----- MATERIAL SUPPLIED

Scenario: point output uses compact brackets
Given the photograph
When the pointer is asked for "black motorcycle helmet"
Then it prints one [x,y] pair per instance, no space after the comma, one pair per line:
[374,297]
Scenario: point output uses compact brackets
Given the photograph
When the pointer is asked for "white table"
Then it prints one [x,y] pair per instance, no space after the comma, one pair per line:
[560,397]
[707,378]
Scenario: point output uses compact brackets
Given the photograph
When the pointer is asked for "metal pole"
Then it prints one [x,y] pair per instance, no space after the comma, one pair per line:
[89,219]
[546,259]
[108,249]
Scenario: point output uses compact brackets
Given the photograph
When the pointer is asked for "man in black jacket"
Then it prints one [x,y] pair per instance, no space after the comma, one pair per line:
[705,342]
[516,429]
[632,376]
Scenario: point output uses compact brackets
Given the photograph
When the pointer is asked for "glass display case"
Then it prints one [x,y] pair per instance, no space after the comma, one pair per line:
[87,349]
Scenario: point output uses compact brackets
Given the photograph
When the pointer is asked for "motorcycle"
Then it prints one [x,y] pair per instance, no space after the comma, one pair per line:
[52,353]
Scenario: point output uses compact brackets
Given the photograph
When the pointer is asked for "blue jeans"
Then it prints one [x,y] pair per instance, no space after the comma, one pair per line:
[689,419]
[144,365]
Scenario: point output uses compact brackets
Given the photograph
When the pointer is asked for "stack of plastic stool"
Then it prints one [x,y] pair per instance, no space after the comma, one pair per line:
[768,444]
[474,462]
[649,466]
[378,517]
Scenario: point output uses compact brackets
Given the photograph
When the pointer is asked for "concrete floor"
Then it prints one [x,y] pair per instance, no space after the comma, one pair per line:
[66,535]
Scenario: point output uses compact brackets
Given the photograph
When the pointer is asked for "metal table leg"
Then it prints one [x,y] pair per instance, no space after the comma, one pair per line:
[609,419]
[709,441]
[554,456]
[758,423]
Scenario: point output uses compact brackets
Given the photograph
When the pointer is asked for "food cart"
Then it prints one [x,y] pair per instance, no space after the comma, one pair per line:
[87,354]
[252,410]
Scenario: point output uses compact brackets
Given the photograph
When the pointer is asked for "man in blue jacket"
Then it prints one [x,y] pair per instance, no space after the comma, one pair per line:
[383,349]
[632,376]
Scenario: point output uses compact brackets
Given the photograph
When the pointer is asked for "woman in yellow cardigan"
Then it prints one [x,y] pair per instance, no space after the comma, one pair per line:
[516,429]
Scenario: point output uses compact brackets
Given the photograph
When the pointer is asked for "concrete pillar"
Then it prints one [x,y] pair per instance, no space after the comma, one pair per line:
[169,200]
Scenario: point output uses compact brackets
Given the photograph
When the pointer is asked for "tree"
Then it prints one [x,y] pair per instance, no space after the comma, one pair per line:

----------

• **INSTRUCTIONS TO FOLLOW**
Please count how many lines in the data contain the string "black", treating uppercase and lowercase as different. Reply with only that number.

• **ANSWER FOR THIS EXERCISE**
2